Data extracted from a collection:
^^^^^^^^^^^^^^^^

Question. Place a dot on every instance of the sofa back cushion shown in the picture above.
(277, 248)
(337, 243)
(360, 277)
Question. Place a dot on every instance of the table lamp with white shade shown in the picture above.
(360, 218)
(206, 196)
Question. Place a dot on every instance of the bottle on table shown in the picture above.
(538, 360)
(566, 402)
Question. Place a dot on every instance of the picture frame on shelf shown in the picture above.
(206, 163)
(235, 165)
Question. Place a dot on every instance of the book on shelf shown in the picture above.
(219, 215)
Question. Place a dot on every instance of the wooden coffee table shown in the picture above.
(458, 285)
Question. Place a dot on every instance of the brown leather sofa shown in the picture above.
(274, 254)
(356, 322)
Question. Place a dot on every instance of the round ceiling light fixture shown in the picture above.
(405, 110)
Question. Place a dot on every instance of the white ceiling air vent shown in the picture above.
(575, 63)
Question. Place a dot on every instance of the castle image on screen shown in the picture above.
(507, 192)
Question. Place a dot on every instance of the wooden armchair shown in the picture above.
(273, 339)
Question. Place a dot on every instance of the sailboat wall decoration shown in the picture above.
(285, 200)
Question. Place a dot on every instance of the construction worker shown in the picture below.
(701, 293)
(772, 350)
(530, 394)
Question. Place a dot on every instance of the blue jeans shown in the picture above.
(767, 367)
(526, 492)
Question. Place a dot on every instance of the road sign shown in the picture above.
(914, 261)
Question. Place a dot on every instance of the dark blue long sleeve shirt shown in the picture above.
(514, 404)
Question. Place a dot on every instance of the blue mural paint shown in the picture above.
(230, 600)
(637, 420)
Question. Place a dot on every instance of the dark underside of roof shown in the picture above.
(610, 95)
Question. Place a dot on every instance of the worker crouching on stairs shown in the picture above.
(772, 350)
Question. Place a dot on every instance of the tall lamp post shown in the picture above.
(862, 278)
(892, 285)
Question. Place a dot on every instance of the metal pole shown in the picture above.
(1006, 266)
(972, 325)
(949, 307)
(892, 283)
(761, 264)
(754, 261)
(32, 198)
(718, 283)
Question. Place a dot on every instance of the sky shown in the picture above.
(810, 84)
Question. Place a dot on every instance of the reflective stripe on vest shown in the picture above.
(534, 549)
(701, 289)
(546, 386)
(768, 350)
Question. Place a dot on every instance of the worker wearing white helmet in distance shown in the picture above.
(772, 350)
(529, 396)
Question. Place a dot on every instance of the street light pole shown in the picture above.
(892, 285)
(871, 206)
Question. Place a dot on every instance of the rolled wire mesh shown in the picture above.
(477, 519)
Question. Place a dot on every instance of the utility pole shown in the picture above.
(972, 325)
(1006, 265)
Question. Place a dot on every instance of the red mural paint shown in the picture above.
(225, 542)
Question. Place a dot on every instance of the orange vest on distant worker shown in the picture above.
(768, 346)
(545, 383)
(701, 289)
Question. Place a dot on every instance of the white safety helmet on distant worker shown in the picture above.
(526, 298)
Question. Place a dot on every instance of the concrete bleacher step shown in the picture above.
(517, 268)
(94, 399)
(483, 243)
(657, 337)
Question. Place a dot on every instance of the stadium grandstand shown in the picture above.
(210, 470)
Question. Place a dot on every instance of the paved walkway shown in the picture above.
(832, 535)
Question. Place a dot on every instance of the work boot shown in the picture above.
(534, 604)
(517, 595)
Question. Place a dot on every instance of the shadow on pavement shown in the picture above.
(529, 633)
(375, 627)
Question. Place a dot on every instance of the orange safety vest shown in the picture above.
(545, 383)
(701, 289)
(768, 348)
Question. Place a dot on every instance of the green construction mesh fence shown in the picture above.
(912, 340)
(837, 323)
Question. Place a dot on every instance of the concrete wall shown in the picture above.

^^^^^^^^^^^^^^^^

- Direction -
Each record above should be restated word for word.

- Complete response -
Question. Place a dot on every instance of the sofa back cushion shown in the picture above.
(277, 248)
(337, 243)
(360, 277)
Question. Place a dot on every instance of the table lamp with white shade shown in the picture above.
(360, 218)
(206, 196)
Question. Place a dot on every instance of the bottle on table shown in the picture above.
(538, 360)
(566, 402)
Question. Place a dot on every instance of the picture frame on shelf shown in the picture above.
(206, 163)
(235, 165)
Question. Place a dot on every instance of the book on shelf shown in the picture above.
(219, 215)
Question. Place a dot on every instance of the wooden coffee table shown in the picture above.
(458, 285)
Question. Place a dot on every instance of the brown leather sofa shown in the picture above.
(274, 254)
(356, 322)
Question. Place a dot on every instance of the round ceiling light fixture shown in the picture above.
(405, 110)
Question. Place a dot on every instance of the white ceiling air vent shown in the picture above.
(575, 63)
Question. Place a dot on every instance of the castle image on screen shown in the picture above.
(507, 192)
Question. Place a dot on every instance of the wooden armchair shown in the picture above.
(273, 339)
Question. Place a dot on every instance of the sailboat wall decoration shown in the picture above.
(285, 200)
Question. Place a dot on every instance of the construction worker shown in the picture below.
(701, 293)
(772, 350)
(530, 394)
Question. Place a dot on every instance of the blue jeans shown in the picture above.
(767, 367)
(526, 492)
Question. Place a dot on every instance of the road sign shown in the picture above.
(914, 261)
Question. Place a dot on every instance of the dark blue long sleeve shirt shown in the picture above.
(514, 404)
Question. Place a dot on every instance of the blue mural paint shown in the picture above.
(230, 600)
(637, 420)
Question. Place a dot on every instance of the dark underside of roof shown in the picture above.
(610, 95)
Question. Place a dot on every instance of the worker crouching on stairs shown in the picture above.
(772, 350)
Question. Place a dot on every instance of the tall lamp post shown in the picture above.
(862, 278)
(892, 285)
Question. Place a dot on every instance of the metal pole shown in the picture above.
(1006, 266)
(972, 325)
(949, 307)
(892, 283)
(761, 264)
(754, 261)
(32, 198)
(718, 283)
Question. Place a dot on every instance of the sky shown in the picture above.
(810, 84)
Question. Place a dot on every instance of the reflective stripe on vest shown in the picture above.
(534, 549)
(701, 289)
(546, 386)
(768, 350)
Question. Place a dot on every instance of the worker wearing white helmet in distance shown in the picture above.
(772, 350)
(529, 396)
Question. Place a dot on every instance of the street light pole shown in the picture above.
(892, 285)
(871, 206)
Question. Place a dot on every instance of the rolled wire mesh shown in the picture above.
(477, 519)
Question. Place a dot on every instance of the utility pole shown in the picture above.
(972, 325)
(1006, 265)
Question. Place a dot on every instance of the red mural paint shown in the picture above.
(225, 542)
Question. Place a dot on every instance of the orange vest on distant worker shown in the picture above.
(768, 346)
(545, 383)
(701, 289)
Question. Place a dot on every instance of the white safety helmet on distant worker shown in the picture above.
(526, 298)
Question. Place a dot on every instance of the concrete bleacher step shown in the picture above.
(517, 268)
(94, 399)
(483, 243)
(657, 337)
Question. Place a dot on every instance of the stadium grandstand shown in the picture above.
(210, 470)
Question. Place a dot on every instance of the paved walkway shown in the picture above.
(832, 535)
Question. Place a dot on every instance of the work boot shown in the picture above.
(534, 604)
(517, 595)
Question. Place a dot on every instance of the shadow on pavement shown in the picture above.
(529, 633)
(375, 627)
Question. Place a dot on every instance of the orange safety vest shown in the picture above.
(545, 383)
(701, 289)
(768, 348)
Question. Place a dot on every instance of the green construction mesh fence shown in the picture above.
(912, 340)
(837, 323)
Question. Place a dot on every instance of the concrete wall shown in the picture above.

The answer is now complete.